* TASK INSTRUCTIONS:
Gather the lines below that include the string "bird", copying each in full.
** GIVEN RECORDS follows **
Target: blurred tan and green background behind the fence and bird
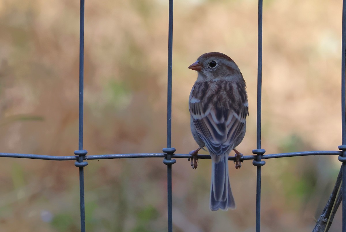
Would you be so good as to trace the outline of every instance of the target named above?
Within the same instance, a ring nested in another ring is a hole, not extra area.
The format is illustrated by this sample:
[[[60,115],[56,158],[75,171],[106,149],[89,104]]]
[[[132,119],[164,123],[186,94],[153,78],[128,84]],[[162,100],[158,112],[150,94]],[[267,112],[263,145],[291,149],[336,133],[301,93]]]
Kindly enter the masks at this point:
[[[262,148],[266,154],[341,145],[342,3],[264,0]],[[85,3],[84,149],[89,155],[166,147],[168,1]],[[175,1],[172,146],[197,148],[187,69],[218,51],[247,83],[249,117],[238,151],[256,148],[257,1]],[[0,151],[73,155],[78,149],[79,1],[0,0]],[[207,154],[201,152],[201,154]],[[234,154],[230,154],[234,155]],[[88,161],[87,231],[167,231],[162,158]],[[261,229],[311,231],[331,193],[336,156],[266,160]],[[1,158],[1,231],[79,231],[73,161]],[[173,228],[254,231],[256,168],[229,165],[237,209],[209,210],[210,160],[173,165]],[[341,209],[341,207],[340,207]],[[341,210],[330,231],[341,231]]]

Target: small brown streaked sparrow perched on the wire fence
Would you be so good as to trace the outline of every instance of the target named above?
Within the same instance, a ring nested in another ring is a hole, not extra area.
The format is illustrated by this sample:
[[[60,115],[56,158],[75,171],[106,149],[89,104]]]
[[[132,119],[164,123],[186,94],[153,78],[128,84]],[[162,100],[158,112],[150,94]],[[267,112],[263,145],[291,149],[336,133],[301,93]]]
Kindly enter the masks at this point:
[[[190,97],[190,127],[199,148],[191,151],[192,169],[197,168],[198,152],[206,147],[212,160],[209,208],[235,209],[229,174],[228,155],[233,150],[235,166],[243,156],[235,148],[246,131],[248,100],[246,83],[236,63],[220,52],[202,54],[188,67],[198,72]]]

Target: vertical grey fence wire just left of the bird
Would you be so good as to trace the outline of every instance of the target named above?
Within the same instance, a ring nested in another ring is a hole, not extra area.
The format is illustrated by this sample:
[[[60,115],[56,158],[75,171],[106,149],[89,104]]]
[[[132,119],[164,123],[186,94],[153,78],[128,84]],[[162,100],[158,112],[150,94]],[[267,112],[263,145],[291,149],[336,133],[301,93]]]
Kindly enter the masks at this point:
[[[173,0],[169,0],[168,20],[168,74],[167,74],[167,148],[172,146],[172,52],[173,52]],[[171,154],[167,154],[171,160]],[[167,165],[168,231],[173,231],[172,220],[172,165]]]

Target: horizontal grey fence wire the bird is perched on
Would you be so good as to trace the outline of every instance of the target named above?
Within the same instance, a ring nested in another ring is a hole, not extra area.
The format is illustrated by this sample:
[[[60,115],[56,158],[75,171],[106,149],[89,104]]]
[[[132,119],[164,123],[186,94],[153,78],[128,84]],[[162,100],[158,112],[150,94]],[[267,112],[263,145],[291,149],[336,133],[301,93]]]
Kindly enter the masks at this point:
[[[307,155],[342,155],[342,151],[308,151],[308,152],[290,152],[262,155],[262,159],[307,156]],[[78,156],[53,156],[53,155],[35,155],[35,154],[19,154],[19,153],[0,153],[0,157],[8,158],[28,158],[38,160],[78,160]],[[84,160],[103,160],[116,158],[164,158],[165,153],[134,153],[134,154],[107,154],[107,155],[87,155]],[[189,154],[174,154],[172,158],[190,158]],[[198,155],[200,159],[209,159],[210,155]],[[245,155],[240,160],[254,160],[256,155]],[[235,160],[234,156],[229,156],[228,160]]]

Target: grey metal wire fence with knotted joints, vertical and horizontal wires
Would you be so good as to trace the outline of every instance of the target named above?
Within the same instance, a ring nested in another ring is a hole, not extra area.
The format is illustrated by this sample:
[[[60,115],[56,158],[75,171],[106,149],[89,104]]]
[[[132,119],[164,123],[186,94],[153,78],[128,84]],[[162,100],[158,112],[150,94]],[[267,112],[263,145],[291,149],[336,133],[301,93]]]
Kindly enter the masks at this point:
[[[261,167],[265,165],[263,159],[306,156],[306,155],[338,155],[342,162],[342,198],[346,199],[346,3],[343,0],[342,13],[342,62],[341,62],[341,112],[342,112],[342,145],[338,146],[341,151],[308,151],[264,155],[265,150],[261,149],[261,94],[262,94],[262,15],[263,0],[258,0],[258,71],[257,71],[257,146],[252,150],[255,155],[247,155],[241,158],[253,160],[253,165],[257,168],[256,182],[256,232],[260,231],[261,217]],[[85,231],[85,212],[84,212],[84,167],[88,165],[85,160],[100,160],[111,158],[149,158],[162,157],[163,163],[167,165],[167,212],[168,212],[168,231],[173,231],[172,222],[172,165],[176,162],[172,158],[189,158],[189,154],[175,154],[175,148],[171,143],[171,115],[172,115],[172,42],[173,42],[173,0],[169,0],[169,35],[168,35],[168,85],[167,85],[167,146],[162,149],[163,153],[137,153],[137,154],[109,154],[109,155],[90,155],[83,150],[83,68],[84,68],[84,0],[80,1],[80,45],[79,45],[79,143],[78,151],[74,151],[74,156],[50,156],[17,153],[0,153],[0,157],[31,158],[39,160],[75,160],[75,166],[79,167],[80,184],[80,216],[81,231]],[[200,159],[210,159],[209,155],[198,155]],[[228,157],[228,160],[235,160],[235,157]],[[343,232],[346,232],[346,200],[343,200]]]

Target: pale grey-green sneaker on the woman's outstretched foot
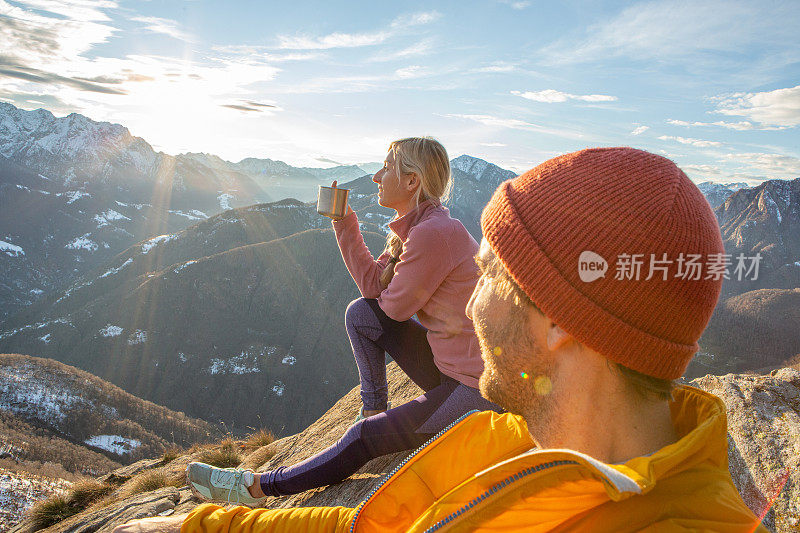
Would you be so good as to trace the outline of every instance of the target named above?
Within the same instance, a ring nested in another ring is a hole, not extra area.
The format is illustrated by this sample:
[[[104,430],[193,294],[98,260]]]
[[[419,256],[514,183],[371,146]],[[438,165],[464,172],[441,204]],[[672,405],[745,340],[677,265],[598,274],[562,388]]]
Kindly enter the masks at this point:
[[[247,487],[255,481],[252,470],[217,468],[205,463],[189,463],[186,481],[198,498],[260,507],[267,497],[253,498]]]

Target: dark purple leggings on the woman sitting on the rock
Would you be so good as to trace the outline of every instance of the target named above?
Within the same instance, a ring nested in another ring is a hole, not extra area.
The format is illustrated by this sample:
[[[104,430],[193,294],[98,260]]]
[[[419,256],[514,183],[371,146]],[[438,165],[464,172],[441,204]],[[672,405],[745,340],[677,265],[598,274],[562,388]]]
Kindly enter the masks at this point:
[[[345,325],[358,365],[364,409],[386,408],[386,352],[425,394],[356,422],[336,444],[301,463],[264,472],[264,494],[297,494],[338,483],[375,457],[420,446],[473,409],[502,412],[477,389],[439,371],[427,330],[416,320],[392,320],[376,300],[359,298],[347,307]]]

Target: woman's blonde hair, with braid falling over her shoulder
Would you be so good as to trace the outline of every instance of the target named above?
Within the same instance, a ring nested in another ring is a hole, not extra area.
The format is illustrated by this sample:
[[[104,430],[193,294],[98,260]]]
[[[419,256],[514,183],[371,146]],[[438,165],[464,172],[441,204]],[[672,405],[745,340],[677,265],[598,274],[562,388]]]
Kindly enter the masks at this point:
[[[446,201],[453,187],[450,174],[450,159],[442,143],[433,137],[407,137],[392,142],[389,150],[394,153],[394,165],[397,176],[414,173],[419,176],[420,185],[415,195],[415,203],[437,199]],[[403,251],[403,241],[389,232],[384,251],[390,258],[381,273],[381,286],[385,289],[394,277],[394,265]]]

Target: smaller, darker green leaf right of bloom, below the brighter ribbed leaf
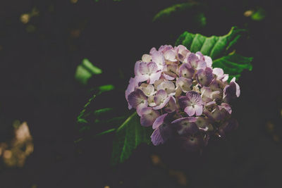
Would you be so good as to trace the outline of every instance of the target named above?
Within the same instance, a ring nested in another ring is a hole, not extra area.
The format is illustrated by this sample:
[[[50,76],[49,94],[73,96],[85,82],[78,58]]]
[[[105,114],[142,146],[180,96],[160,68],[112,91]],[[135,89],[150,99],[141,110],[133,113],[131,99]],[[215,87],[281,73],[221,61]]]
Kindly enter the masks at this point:
[[[252,58],[247,58],[240,56],[239,54],[231,54],[228,56],[223,56],[222,58],[216,59],[212,66],[214,68],[222,68],[224,73],[229,75],[229,80],[233,77],[240,77],[240,73],[243,70],[252,70]]]

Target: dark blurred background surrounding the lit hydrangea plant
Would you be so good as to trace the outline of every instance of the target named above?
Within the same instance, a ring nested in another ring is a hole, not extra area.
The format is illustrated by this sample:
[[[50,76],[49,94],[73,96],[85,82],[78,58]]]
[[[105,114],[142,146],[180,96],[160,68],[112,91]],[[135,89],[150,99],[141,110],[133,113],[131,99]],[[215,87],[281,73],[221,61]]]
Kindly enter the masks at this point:
[[[190,1],[203,5],[206,25],[193,22],[189,11],[152,22],[161,9],[182,2],[1,1],[0,141],[11,137],[13,120],[27,121],[35,151],[23,168],[1,167],[0,187],[281,187],[281,6],[271,0]],[[22,23],[20,15],[34,7],[38,15]],[[244,16],[256,8],[266,11],[263,20]],[[238,81],[241,96],[233,104],[240,126],[226,140],[209,142],[201,156],[141,145],[114,169],[114,134],[73,143],[76,117],[92,87],[114,84],[122,94],[113,94],[112,105],[128,111],[123,91],[142,54],[173,45],[185,30],[225,35],[233,25],[248,30],[236,49],[254,61]],[[104,71],[87,86],[74,77],[83,58]]]

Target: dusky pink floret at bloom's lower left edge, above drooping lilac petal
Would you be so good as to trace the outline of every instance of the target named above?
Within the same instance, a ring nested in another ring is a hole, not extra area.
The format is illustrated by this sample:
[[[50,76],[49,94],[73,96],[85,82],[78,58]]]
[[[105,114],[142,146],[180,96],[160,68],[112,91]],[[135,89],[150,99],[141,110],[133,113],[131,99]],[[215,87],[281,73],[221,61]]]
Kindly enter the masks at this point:
[[[142,108],[140,111],[140,123],[142,126],[148,127],[153,125],[154,121],[159,117],[159,112],[154,111],[152,108]]]

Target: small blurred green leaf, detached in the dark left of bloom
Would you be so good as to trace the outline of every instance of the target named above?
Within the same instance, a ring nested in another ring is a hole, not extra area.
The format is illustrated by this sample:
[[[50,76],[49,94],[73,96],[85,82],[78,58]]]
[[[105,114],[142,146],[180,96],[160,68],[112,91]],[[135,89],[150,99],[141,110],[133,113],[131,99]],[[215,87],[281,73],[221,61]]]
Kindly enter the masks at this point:
[[[102,70],[100,68],[94,66],[87,58],[84,58],[82,63],[76,68],[75,79],[82,84],[87,84],[92,75],[99,75],[101,73]]]

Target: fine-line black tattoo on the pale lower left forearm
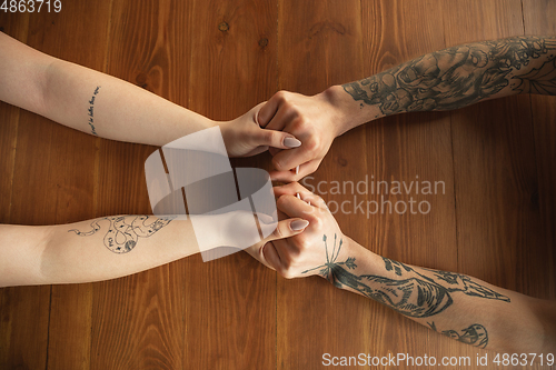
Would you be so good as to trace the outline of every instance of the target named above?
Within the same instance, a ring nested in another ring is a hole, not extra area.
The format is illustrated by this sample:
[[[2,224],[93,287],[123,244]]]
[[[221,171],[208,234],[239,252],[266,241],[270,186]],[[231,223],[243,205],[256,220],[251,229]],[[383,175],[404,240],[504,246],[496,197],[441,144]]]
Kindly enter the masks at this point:
[[[147,220],[151,222],[147,223]],[[152,219],[155,219],[152,221]],[[99,222],[109,221],[108,231],[105,234],[105,246],[115,253],[127,253],[136,246],[139,238],[149,238],[158,230],[170,223],[171,218],[159,219],[151,216],[118,216],[105,217],[91,222],[91,231],[73,231],[80,237],[90,237],[100,230]],[[69,232],[68,231],[68,232]]]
** End of GIVEN RECORDS **
* SOLUTION:
Target: blurred tan and green background behind the fence and bird
Target: vertical grey fence wire just left of the bird
Target: horizontal grey fence wire the bird is perched on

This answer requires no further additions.